> [Short exercise] Edit the listing below by replacing every "layout" with "format", and reproduce all other text unchanged.

>> start Dataset entries

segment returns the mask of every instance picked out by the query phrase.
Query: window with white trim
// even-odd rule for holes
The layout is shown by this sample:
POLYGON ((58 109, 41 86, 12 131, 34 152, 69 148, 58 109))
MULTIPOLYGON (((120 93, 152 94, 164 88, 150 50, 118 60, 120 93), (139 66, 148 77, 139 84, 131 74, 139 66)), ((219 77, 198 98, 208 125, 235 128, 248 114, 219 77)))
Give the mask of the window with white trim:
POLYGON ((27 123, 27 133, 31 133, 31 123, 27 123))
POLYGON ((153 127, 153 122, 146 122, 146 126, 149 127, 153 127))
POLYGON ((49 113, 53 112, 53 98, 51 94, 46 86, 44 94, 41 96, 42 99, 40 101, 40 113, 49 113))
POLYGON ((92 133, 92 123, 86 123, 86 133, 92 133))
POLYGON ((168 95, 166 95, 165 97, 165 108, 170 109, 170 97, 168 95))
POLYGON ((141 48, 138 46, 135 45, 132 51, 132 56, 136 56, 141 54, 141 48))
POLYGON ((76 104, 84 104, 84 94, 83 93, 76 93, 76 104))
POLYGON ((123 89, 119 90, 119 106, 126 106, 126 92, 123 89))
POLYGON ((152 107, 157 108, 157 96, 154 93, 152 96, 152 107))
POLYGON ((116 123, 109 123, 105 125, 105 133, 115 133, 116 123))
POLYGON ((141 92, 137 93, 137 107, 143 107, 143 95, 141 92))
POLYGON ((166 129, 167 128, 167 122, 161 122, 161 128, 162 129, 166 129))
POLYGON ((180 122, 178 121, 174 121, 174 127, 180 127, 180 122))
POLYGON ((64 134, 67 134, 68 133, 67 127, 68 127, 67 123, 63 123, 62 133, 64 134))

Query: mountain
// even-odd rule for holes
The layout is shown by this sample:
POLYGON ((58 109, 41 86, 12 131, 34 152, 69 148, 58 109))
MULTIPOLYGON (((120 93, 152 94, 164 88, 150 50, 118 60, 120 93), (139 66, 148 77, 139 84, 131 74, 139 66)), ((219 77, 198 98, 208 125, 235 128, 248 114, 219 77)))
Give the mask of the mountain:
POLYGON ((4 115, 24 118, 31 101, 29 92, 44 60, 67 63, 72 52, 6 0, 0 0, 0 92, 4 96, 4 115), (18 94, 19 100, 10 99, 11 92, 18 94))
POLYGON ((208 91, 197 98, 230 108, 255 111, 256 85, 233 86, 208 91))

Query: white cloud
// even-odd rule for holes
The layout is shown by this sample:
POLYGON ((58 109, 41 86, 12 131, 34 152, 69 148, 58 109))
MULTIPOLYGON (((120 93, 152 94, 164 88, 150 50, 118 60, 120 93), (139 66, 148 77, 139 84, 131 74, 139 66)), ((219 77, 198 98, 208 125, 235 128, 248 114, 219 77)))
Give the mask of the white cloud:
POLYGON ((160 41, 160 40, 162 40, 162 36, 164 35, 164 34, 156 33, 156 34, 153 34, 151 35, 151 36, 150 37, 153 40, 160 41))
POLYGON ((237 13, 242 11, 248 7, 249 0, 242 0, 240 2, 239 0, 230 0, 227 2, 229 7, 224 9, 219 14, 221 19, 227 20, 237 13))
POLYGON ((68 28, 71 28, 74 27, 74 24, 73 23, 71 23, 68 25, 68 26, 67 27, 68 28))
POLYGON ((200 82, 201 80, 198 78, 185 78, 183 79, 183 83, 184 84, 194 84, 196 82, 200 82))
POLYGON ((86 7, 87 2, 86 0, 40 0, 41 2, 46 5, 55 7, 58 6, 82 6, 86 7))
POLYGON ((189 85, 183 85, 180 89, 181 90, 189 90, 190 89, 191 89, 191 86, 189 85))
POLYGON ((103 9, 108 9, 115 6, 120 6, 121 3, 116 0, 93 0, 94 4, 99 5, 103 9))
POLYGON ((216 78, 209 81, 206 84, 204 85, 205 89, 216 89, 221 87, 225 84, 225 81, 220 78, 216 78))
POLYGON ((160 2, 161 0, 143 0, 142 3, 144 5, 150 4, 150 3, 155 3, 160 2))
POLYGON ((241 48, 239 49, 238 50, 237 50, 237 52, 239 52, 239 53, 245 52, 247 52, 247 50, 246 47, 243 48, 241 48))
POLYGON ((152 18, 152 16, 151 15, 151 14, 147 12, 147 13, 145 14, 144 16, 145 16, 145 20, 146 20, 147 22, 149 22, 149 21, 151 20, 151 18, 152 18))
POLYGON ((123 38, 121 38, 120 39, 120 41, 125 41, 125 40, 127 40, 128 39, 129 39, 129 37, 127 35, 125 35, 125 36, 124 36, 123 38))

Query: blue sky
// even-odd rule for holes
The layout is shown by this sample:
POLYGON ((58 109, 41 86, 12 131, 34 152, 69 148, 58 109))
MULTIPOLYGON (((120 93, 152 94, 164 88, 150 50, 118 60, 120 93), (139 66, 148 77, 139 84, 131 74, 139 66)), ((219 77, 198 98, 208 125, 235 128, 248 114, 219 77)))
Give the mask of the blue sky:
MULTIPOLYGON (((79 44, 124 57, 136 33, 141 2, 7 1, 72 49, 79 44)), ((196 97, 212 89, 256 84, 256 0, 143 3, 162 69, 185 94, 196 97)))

>> end Dataset entries

> [Full output]
segment returns the mask of every instance picked out by the query phrase.
Query: window with white trim
// even-odd rule for holes
The format is shown by this sample:
POLYGON ((58 109, 41 86, 12 131, 34 152, 69 148, 58 109))
MULTIPOLYGON (((120 93, 152 94, 164 88, 150 50, 118 60, 120 93), (139 66, 148 77, 139 84, 131 74, 139 66)), ((219 77, 198 98, 208 125, 235 128, 248 114, 219 77)))
Give the mask of the window with white trim:
POLYGON ((27 123, 27 133, 31 133, 31 123, 27 123))
POLYGON ((153 127, 153 122, 146 122, 146 126, 149 127, 153 127))
POLYGON ((49 113, 53 112, 53 98, 51 94, 46 86, 44 94, 41 96, 42 99, 40 101, 40 113, 49 113))
POLYGON ((92 133, 92 123, 86 123, 86 133, 92 133))
POLYGON ((168 95, 166 95, 165 97, 165 108, 170 109, 170 97, 168 95))
POLYGON ((141 48, 138 46, 135 45, 132 51, 132 56, 136 56, 141 54, 141 48))
POLYGON ((76 104, 84 104, 84 94, 83 93, 76 93, 76 104))
POLYGON ((123 89, 119 90, 119 106, 126 106, 126 92, 123 89))
POLYGON ((152 107, 157 108, 157 96, 154 93, 152 96, 152 107))
POLYGON ((116 123, 109 123, 105 125, 105 133, 115 133, 116 123))
POLYGON ((141 92, 137 93, 137 107, 143 107, 143 95, 141 92))
POLYGON ((166 129, 167 128, 167 122, 161 122, 161 128, 162 129, 166 129))
POLYGON ((180 122, 178 121, 174 121, 174 127, 180 127, 180 122))
POLYGON ((64 134, 67 134, 68 133, 67 127, 68 127, 67 123, 63 123, 62 133, 64 134))

Query: mountain
// even-odd rule for holes
The format is shown by this sample:
POLYGON ((58 109, 41 86, 12 131, 34 152, 69 148, 58 109))
MULTIPOLYGON (((120 93, 152 94, 164 88, 150 50, 118 60, 120 93), (139 66, 148 77, 139 84, 131 74, 139 66)), ((219 77, 198 98, 208 125, 235 128, 248 114, 219 77)))
Give the mask of the mountain:
POLYGON ((4 115, 24 118, 31 101, 29 92, 44 60, 67 63, 72 52, 6 0, 0 0, 0 92, 4 96, 4 115), (18 94, 19 100, 10 99, 11 92, 18 94))
POLYGON ((208 91, 197 98, 230 108, 255 111, 256 85, 233 86, 208 91))

Query: white cloud
// even-odd rule for holes
The format is shown by this sample:
POLYGON ((58 109, 41 86, 12 131, 34 152, 69 148, 58 109))
MULTIPOLYGON (((120 93, 152 94, 164 88, 150 50, 118 60, 120 93), (139 66, 148 77, 139 84, 131 74, 139 66)), ((219 77, 198 98, 208 125, 235 128, 248 114, 219 77)))
Give the mask of the white cloud:
POLYGON ((160 41, 160 40, 162 40, 162 36, 164 35, 164 34, 156 33, 156 34, 153 34, 151 35, 151 36, 150 37, 153 40, 160 41))
POLYGON ((237 13, 242 11, 248 7, 249 0, 242 0, 240 2, 239 0, 230 0, 227 2, 229 7, 224 9, 219 14, 221 19, 227 20, 237 13))
POLYGON ((68 28, 71 28, 74 27, 74 24, 73 23, 71 23, 68 25, 68 26, 67 27, 68 28))
POLYGON ((200 82, 201 80, 198 78, 185 78, 183 79, 183 83, 184 84, 194 84, 196 82, 200 82))
POLYGON ((86 7, 87 2, 86 0, 40 0, 41 2, 46 5, 55 7, 58 6, 82 6, 86 7))
POLYGON ((189 85, 183 85, 180 89, 181 90, 189 90, 190 89, 191 89, 191 86, 189 85))
POLYGON ((103 9, 108 9, 115 6, 120 6, 121 3, 116 0, 93 0, 94 4, 99 5, 103 9))
POLYGON ((216 78, 209 81, 206 84, 204 85, 205 89, 216 89, 221 87, 225 84, 225 81, 220 78, 216 78))
POLYGON ((160 2, 161 0, 143 0, 142 3, 144 5, 150 4, 150 3, 155 3, 160 2))
POLYGON ((241 48, 239 49, 238 50, 237 50, 237 52, 239 52, 239 53, 245 52, 247 52, 247 50, 246 47, 243 48, 241 48))
POLYGON ((152 18, 152 16, 151 15, 151 14, 147 12, 147 13, 145 14, 144 16, 145 16, 145 20, 146 20, 147 22, 149 22, 149 21, 151 20, 151 18, 152 18))
POLYGON ((123 38, 121 38, 120 39, 120 41, 125 41, 125 40, 127 40, 128 39, 129 39, 129 37, 127 35, 125 35, 125 36, 124 36, 123 38))

Query: blue sky
// even-odd rule for holes
The format is shown by this sample:
POLYGON ((58 109, 41 86, 12 131, 34 152, 69 148, 58 109))
MULTIPOLYGON (((120 93, 152 94, 164 88, 150 50, 118 60, 120 93), (139 66, 148 77, 139 84, 131 74, 139 66)), ((219 77, 198 98, 208 125, 235 128, 248 114, 219 77)))
Give the mask of the blue sky:
MULTIPOLYGON (((79 44, 124 57, 136 33, 141 2, 7 1, 72 49, 79 44)), ((196 97, 212 89, 256 84, 256 0, 143 3, 162 69, 185 94, 196 97)))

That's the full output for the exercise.